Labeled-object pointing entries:
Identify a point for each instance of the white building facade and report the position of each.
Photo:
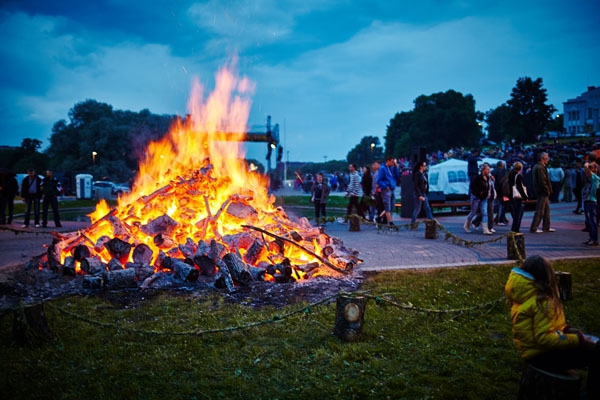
(581, 115)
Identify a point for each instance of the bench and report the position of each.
(454, 206)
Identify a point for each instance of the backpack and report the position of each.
(505, 186)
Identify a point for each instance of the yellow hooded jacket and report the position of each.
(534, 331)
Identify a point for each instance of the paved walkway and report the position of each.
(380, 251)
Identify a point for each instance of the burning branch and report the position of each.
(324, 261)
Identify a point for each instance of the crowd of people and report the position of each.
(39, 194)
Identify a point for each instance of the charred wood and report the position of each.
(119, 249)
(238, 269)
(185, 271)
(122, 279)
(142, 254)
(93, 266)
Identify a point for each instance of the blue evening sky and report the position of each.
(328, 71)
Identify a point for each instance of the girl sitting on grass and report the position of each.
(539, 328)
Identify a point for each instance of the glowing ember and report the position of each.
(195, 190)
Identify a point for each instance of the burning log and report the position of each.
(121, 279)
(255, 252)
(114, 265)
(92, 282)
(163, 224)
(142, 254)
(184, 271)
(81, 252)
(324, 261)
(119, 249)
(101, 243)
(163, 241)
(92, 266)
(238, 269)
(223, 278)
(69, 267)
(242, 211)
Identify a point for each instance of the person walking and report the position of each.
(319, 194)
(366, 184)
(540, 331)
(421, 192)
(590, 204)
(10, 188)
(353, 192)
(500, 204)
(480, 190)
(568, 185)
(376, 207)
(543, 190)
(515, 183)
(578, 186)
(31, 191)
(557, 176)
(50, 191)
(386, 182)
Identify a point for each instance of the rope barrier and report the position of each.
(379, 300)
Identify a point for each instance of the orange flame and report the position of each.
(191, 178)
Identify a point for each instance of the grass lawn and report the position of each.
(432, 334)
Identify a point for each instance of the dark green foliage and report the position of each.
(407, 352)
(528, 104)
(367, 151)
(438, 121)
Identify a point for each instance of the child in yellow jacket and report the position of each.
(539, 327)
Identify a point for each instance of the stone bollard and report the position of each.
(354, 222)
(431, 229)
(349, 317)
(515, 246)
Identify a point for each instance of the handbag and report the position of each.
(516, 193)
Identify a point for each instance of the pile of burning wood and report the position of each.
(174, 232)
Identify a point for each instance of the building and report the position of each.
(581, 117)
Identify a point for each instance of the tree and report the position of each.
(367, 151)
(500, 123)
(438, 121)
(528, 104)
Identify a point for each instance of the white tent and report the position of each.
(450, 177)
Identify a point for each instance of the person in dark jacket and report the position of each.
(31, 191)
(9, 189)
(51, 192)
(517, 208)
(543, 190)
(480, 191)
(421, 192)
(366, 184)
(319, 194)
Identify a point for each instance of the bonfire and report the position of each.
(196, 209)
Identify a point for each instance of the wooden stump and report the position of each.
(564, 285)
(430, 229)
(515, 246)
(543, 385)
(349, 316)
(354, 222)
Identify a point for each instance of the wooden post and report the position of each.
(349, 315)
(539, 384)
(430, 229)
(515, 246)
(564, 285)
(354, 222)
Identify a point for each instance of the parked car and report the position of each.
(115, 189)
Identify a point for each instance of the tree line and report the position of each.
(109, 143)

_Stated problem:_ Return exactly the lines from the one containing "Identify a point for each instance of the bonfire" to the last line of the data, and nothing more.

_Task answer:_
Identify a point for each instance of the bonfire and report the position of each.
(196, 209)
Identify a point for each instance of the wooden stump and report the position of each.
(564, 285)
(430, 229)
(515, 246)
(543, 385)
(349, 316)
(354, 222)
Identify a point for each instance of the wooden post and report the position of each.
(349, 315)
(539, 384)
(430, 229)
(515, 246)
(564, 285)
(354, 222)
Identify a point for each instance of the parked car and report the position of each.
(115, 189)
Identify a point for each instance of the tree line and report the position of each.
(109, 143)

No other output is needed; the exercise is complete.